Written request A:
Answer these from the instructions below:
(i) Whom must be informed once possession of Mobile is obtained?
(ii) What is the most that may be drawn in drafts on New Orleans without further authority?
(iii) Which department will issue the instructions on imposts and duties?

Text shown:
If you should, under these instructions, obtain possession of Mobile, you will lose no time in informing Governor Claiborne thereof, with a request that he will without delay take the necessary steps for the occupation of the same.

All ordnance and military stores that may be found in the Territory must be held as the property of the Spanish Government, to be accounted for hereafter to the proper authority, and you will not fail to transmit an inventory thereof to this Department.

If in the execution of any part of these instructions you should need the aid of a military force, the same will be afforded you upon your application to the commanding officer of the troops of the United States on that station, or to the commanding officer of the nearest post, in virtue of orders which have been issued from the War Department. And in case you should, moreover, need naval assistance, you will receive the same upon your application to the naval commander in pursuance of orders from the Navy Department.

From the Treasury Department will be issued the necessary instructions in relation to imposts and duties, and to the slave ships whose arrival is apprehended.

The President, relying upon your discretion, authorizes you to draw upon the collectors of Orleans and Savannah for such sums as may be necessary to defray unavoidable expenses that may be incurred in the execution of these instructions, not exceeding in your drafts on New Orleans $8,000 and in your drafts on Savannah $2,000, without further authority, of which expenses you will hereafter exhibit a detailed account duly supported by satisfactory vouchers.

POSTSCRIPT.—If Governor Folk should unexpectedly require and pertinaciously insist that the stipulation for the redelivery of the Territory should also include that portion of the country which is situated west of the river Perdido, you are, in yielding to such demand, only to use general words that may by implication comprehend that portion of country; but at the same time you are expressly to provide that such stipulation shall not in any way impair or affect the right or title of the United States to the same.

Records for processing:
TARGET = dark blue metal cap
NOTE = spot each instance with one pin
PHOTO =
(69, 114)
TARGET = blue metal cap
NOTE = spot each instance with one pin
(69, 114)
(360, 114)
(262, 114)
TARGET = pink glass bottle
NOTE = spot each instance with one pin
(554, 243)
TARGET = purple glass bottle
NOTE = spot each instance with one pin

--

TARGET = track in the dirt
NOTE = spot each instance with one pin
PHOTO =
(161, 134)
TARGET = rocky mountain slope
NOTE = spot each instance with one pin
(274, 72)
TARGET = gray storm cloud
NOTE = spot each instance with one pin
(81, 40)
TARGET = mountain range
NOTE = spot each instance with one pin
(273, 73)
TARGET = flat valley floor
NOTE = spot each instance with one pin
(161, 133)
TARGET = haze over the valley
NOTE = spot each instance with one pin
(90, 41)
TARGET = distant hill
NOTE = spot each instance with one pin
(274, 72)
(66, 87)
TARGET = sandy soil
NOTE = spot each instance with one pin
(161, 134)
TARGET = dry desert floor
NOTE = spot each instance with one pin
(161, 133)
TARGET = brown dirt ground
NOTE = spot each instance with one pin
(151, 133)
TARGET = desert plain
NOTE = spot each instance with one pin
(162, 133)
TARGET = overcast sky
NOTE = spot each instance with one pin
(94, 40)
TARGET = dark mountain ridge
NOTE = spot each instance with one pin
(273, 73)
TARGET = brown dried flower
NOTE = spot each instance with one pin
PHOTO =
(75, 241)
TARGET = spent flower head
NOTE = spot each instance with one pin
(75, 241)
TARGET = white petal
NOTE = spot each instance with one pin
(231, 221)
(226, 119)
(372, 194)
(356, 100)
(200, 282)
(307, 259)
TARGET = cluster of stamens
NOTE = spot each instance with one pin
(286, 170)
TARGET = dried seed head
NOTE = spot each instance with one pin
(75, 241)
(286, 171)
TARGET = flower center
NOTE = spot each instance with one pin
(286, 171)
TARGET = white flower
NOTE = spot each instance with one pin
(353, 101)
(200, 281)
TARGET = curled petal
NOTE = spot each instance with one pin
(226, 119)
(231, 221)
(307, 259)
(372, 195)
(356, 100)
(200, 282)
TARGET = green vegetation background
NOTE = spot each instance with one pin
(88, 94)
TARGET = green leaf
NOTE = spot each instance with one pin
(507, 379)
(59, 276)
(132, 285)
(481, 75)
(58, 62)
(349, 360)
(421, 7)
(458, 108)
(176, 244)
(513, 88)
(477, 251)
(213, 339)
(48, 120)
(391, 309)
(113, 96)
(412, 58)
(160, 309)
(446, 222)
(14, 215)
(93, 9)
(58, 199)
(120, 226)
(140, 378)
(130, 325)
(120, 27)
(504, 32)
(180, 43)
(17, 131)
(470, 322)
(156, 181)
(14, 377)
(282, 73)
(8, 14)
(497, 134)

Written request B: Which lines of the listing above contain the word "valley"? Locate each one and copy it.

Correct answer A:
(i) Governor Claiborne
(ii) $8,000
(iii) The Treasury Department

Correct answer B:
TARGET = flat valley floor
TARGET = haze over the valley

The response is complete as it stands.